++++ Data records

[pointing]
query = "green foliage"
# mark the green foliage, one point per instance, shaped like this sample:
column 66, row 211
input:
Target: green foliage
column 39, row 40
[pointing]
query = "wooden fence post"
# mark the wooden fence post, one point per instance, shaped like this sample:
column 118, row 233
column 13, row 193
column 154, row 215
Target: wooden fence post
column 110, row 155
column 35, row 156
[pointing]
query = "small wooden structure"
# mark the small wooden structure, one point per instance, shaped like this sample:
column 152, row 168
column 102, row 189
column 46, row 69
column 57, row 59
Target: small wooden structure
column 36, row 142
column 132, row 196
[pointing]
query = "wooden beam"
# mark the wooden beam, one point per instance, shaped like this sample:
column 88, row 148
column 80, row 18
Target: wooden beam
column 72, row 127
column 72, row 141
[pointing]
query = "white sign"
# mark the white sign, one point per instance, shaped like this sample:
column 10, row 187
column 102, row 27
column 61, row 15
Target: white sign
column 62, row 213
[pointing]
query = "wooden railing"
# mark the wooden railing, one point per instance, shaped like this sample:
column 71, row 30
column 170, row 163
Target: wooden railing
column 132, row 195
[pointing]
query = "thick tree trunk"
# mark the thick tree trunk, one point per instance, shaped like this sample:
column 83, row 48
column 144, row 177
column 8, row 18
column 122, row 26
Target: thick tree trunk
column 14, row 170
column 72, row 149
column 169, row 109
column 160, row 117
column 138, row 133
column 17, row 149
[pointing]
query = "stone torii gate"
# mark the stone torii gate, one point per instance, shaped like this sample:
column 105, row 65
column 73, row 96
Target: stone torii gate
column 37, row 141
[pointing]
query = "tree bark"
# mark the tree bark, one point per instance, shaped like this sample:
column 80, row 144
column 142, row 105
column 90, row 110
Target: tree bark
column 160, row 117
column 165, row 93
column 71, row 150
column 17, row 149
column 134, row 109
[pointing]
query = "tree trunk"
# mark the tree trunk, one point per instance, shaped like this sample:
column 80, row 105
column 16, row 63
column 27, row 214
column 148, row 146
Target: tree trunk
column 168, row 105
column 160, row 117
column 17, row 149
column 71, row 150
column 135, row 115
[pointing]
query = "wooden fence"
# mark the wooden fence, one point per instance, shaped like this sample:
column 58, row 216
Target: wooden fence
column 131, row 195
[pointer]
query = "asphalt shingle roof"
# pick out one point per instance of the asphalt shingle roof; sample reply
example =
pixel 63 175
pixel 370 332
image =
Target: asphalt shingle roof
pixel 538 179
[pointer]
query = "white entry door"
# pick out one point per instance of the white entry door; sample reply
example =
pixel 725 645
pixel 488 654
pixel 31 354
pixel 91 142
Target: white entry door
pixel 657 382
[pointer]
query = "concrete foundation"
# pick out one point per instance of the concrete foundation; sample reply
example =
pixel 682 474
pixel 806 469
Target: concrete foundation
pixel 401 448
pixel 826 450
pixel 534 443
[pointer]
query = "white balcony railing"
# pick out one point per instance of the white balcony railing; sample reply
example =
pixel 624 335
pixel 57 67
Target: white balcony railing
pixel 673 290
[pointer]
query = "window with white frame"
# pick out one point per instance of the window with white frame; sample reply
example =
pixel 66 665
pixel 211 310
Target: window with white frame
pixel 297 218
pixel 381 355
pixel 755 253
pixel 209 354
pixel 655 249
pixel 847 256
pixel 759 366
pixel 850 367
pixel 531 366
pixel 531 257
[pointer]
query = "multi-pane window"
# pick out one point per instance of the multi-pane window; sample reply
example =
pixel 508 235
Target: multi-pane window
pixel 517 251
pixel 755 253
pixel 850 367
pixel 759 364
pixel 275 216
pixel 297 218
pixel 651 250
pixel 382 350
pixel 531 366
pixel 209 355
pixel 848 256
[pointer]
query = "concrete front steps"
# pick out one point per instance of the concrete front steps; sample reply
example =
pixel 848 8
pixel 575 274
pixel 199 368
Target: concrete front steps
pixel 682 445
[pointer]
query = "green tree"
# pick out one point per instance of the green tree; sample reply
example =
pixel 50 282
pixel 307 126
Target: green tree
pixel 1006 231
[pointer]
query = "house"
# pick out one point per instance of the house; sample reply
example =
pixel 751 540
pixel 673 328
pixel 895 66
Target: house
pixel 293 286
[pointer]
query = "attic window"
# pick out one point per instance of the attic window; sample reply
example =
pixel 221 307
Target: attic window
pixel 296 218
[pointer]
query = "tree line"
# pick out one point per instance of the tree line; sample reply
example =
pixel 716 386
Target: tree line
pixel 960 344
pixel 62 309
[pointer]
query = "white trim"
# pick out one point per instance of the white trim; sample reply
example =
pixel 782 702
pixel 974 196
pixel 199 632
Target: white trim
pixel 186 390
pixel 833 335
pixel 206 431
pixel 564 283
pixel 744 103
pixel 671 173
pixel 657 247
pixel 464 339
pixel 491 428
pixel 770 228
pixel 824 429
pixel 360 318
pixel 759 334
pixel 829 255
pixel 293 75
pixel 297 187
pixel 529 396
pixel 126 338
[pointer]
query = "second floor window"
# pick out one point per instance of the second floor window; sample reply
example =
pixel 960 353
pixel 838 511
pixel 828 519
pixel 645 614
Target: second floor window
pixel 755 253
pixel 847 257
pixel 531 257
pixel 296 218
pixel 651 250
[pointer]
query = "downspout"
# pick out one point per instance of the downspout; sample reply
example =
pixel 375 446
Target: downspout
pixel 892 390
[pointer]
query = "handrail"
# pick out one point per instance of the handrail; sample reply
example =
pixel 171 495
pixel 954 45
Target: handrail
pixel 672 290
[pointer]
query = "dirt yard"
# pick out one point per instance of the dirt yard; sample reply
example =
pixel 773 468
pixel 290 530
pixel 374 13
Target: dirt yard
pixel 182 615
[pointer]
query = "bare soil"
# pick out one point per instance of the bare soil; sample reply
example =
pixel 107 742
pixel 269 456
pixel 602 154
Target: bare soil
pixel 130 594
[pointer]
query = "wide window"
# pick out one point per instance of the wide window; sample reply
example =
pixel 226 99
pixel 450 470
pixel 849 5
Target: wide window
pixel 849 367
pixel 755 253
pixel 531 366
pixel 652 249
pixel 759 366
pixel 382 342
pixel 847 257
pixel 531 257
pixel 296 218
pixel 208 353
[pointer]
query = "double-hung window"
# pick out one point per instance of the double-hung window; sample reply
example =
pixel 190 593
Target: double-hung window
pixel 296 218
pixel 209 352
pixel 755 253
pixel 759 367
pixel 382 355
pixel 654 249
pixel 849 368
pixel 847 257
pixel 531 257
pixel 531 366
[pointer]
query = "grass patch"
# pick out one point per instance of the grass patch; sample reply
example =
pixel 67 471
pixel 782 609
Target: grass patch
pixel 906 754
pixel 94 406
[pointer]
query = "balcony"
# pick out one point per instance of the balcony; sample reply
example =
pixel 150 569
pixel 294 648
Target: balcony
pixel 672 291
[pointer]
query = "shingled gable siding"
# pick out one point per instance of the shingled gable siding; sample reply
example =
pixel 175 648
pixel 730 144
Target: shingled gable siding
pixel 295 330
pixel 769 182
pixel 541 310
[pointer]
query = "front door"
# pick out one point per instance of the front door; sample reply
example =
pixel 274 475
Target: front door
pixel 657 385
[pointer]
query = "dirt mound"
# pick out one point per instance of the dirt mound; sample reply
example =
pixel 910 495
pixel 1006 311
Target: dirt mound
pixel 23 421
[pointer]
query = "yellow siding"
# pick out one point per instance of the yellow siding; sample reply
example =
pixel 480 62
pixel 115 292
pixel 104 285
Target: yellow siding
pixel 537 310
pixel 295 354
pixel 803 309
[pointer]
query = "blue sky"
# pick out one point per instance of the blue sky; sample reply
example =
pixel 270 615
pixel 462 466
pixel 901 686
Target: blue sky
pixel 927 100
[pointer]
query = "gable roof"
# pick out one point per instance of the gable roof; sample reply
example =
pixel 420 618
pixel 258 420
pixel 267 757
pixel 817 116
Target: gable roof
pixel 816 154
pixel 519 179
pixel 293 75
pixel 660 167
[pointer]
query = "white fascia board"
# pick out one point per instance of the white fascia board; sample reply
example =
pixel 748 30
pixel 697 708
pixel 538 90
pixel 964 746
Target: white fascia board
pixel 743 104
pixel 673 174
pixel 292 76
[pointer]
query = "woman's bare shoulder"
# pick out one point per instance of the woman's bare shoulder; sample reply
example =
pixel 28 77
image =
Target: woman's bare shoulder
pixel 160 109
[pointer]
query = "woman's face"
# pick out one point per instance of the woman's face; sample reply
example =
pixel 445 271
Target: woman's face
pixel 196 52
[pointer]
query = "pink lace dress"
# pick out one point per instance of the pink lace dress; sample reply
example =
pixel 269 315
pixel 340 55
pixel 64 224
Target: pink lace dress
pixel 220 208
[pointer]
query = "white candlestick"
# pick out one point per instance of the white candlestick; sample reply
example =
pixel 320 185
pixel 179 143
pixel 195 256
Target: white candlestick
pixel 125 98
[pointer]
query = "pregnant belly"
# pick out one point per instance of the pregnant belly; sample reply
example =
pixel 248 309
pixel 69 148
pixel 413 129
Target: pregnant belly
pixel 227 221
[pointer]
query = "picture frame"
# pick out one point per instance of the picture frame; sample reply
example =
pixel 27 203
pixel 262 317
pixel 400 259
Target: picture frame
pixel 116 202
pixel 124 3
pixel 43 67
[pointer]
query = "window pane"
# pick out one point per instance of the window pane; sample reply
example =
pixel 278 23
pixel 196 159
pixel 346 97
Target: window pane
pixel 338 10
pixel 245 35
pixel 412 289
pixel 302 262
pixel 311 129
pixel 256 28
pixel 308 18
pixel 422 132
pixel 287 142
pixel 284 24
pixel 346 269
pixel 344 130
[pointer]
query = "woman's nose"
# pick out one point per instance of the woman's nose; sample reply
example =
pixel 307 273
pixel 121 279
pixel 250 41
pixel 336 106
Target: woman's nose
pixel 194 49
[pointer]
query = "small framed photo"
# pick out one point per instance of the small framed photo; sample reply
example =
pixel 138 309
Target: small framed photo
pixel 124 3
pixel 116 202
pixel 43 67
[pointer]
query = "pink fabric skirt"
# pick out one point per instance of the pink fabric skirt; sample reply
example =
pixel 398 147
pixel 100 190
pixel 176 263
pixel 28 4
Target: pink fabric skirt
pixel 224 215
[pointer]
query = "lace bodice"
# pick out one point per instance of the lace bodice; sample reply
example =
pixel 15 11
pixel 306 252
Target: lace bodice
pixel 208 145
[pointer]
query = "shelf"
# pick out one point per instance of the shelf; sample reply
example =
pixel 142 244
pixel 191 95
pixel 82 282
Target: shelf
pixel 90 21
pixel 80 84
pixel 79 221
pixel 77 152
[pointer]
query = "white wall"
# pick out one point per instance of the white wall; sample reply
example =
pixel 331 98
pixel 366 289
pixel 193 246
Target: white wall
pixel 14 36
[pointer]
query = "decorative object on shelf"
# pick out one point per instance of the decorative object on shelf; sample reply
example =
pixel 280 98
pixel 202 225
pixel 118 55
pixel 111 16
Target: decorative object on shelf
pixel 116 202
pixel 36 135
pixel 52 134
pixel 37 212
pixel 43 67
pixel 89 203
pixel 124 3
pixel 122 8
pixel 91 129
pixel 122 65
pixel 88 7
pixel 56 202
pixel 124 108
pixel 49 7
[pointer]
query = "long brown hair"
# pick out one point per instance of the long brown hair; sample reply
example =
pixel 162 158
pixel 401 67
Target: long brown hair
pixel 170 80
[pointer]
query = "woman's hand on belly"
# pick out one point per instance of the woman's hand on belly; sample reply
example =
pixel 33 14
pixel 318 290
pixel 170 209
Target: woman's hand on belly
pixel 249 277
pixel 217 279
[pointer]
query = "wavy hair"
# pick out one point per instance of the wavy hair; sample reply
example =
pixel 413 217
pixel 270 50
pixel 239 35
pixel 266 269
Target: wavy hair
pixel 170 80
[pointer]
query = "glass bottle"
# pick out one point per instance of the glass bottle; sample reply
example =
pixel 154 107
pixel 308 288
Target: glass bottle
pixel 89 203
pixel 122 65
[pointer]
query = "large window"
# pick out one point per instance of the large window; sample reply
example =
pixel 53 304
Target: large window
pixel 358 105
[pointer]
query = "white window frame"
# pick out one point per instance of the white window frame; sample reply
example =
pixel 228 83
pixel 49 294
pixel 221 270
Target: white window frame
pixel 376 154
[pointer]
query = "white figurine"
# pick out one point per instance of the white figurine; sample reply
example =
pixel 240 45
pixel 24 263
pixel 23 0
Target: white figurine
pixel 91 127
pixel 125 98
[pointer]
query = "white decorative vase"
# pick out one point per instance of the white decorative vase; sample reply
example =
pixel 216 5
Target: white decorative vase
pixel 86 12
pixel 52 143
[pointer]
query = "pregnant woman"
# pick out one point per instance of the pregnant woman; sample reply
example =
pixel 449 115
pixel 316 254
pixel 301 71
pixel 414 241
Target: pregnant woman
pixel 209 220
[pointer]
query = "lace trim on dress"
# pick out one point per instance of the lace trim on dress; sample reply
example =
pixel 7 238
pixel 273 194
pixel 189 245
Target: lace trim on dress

++++++++

▶ [Problem requirements]:
Find every line above that contains the word "steps", and copy each one out in full.

▶ [Response]:
query = "concrete front steps"
# pick out one point per instance of the concrete front steps; sample reply
Target: concrete front steps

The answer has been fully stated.